====== Exercise material ======

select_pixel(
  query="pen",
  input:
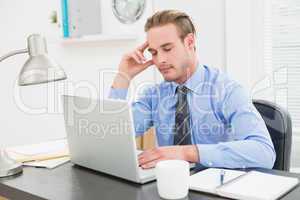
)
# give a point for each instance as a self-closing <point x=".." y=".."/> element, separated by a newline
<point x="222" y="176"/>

======
====== Exercise material ======

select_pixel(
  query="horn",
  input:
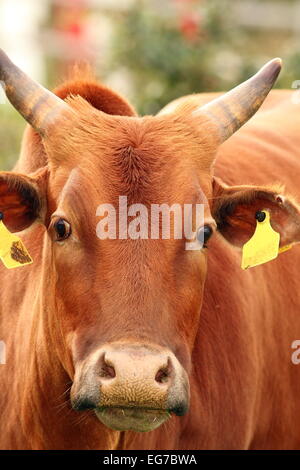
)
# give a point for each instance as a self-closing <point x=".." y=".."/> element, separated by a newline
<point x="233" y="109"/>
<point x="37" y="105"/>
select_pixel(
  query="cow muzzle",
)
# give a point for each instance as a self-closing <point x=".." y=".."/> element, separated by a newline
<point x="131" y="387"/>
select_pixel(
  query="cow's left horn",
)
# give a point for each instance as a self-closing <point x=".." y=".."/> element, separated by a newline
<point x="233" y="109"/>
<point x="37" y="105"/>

======
====== Exercise material ======

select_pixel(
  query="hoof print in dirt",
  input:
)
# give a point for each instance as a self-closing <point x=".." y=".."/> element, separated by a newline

======

Identify each line of the data above that contains the string "query", and copy those lines. Matching is case-sensitive.

▶ **Response to this task**
  query="pen",
  query="horn",
  query="cow muzzle",
  query="cow's left horn",
  query="hoof print in dirt",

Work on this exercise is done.